-- Requirement --
Return the data verbatim, without pictures.

-- Data to process --
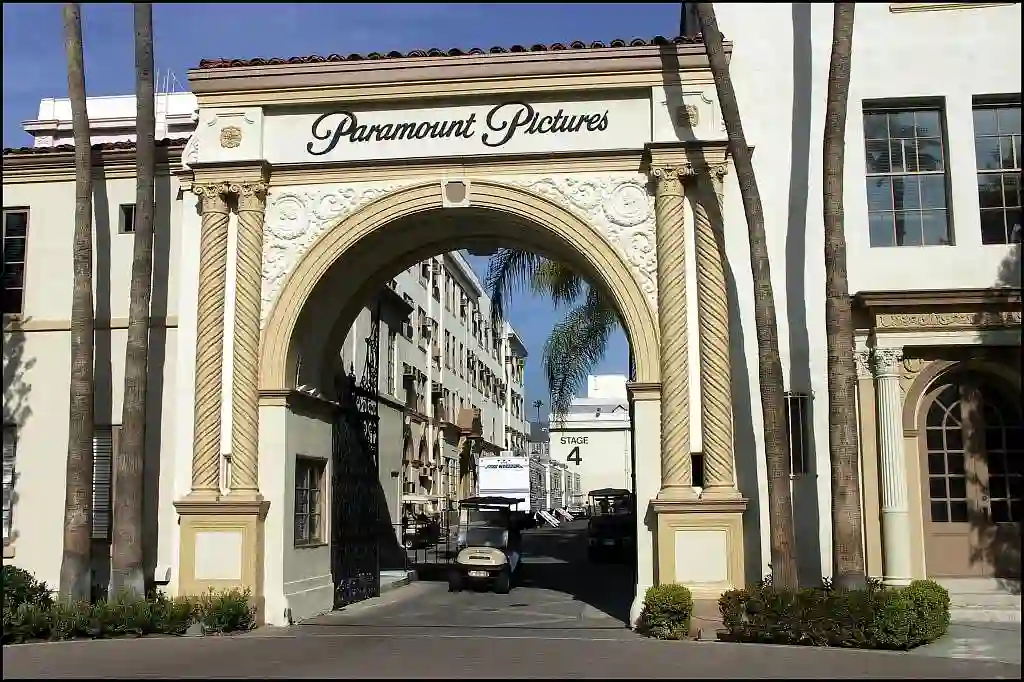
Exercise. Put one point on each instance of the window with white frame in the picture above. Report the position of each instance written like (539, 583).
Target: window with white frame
(906, 176)
(997, 148)
(126, 219)
(798, 420)
(392, 361)
(15, 232)
(309, 501)
(9, 456)
(103, 446)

-- Completed task --
Exercise. Put one point on each instance of the window with white frame in the picture above. Report the position of each instance written like (539, 583).
Target: window with white frame
(906, 176)
(997, 148)
(126, 219)
(798, 420)
(392, 361)
(15, 232)
(309, 501)
(9, 456)
(103, 446)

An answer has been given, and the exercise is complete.